Records:
------------------------------

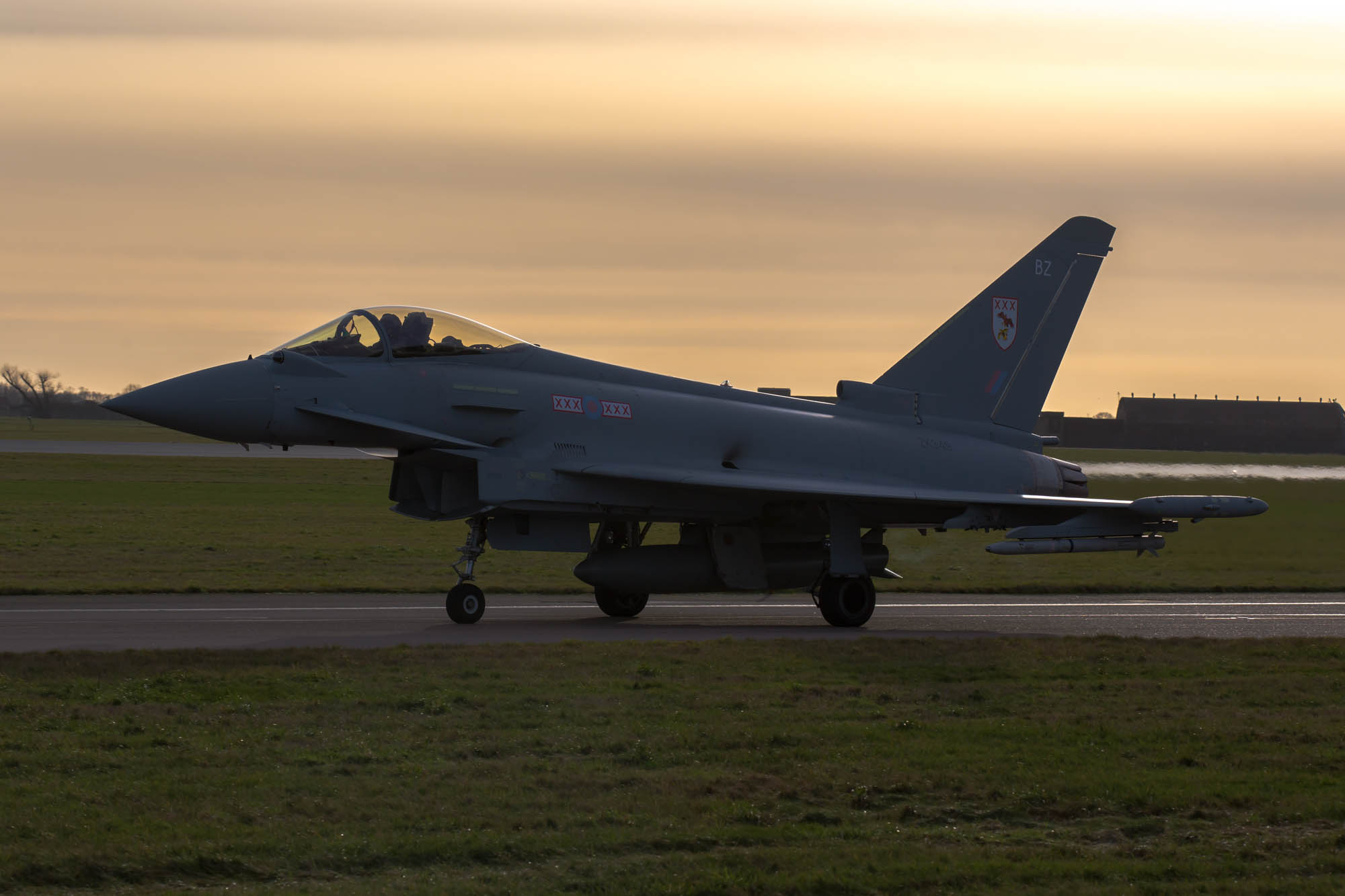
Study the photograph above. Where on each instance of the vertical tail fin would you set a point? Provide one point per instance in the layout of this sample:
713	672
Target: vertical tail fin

------------------------------

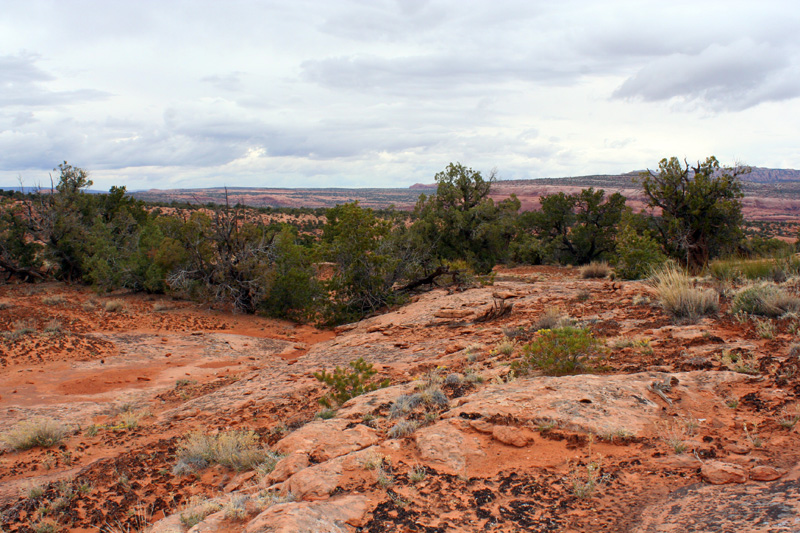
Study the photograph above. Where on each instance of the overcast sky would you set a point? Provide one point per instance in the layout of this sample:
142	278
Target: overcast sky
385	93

------------------------------

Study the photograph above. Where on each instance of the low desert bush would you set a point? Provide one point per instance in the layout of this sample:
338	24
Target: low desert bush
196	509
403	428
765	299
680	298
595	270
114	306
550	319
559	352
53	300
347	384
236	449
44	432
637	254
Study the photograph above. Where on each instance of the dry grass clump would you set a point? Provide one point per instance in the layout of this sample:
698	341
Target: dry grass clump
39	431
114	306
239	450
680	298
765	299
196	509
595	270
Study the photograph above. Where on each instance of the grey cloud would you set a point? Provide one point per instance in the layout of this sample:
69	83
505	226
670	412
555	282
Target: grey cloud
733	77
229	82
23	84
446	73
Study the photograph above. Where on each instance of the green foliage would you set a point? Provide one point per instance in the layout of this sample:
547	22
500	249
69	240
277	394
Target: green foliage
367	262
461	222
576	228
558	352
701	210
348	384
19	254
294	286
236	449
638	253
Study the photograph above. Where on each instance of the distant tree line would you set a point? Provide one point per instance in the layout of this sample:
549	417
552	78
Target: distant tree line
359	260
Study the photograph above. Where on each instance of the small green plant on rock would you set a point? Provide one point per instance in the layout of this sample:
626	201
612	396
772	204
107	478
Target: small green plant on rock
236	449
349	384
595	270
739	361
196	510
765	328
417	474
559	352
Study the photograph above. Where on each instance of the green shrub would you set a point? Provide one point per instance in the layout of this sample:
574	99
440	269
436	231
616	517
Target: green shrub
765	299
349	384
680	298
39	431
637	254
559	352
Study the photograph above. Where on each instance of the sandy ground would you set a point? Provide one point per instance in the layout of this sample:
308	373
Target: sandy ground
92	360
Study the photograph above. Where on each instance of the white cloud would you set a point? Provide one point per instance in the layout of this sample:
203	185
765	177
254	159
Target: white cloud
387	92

------------------------------

Repeat the lines above exactly, from the line containing "of the vertical" through the line containing "Target: vertical tail fin", both included.

Study the photograph above. Where on each instance of the vertical tail fin would you set a point? Provide one point per instance in the layout of this sample:
713	672
Target: vertical tail fin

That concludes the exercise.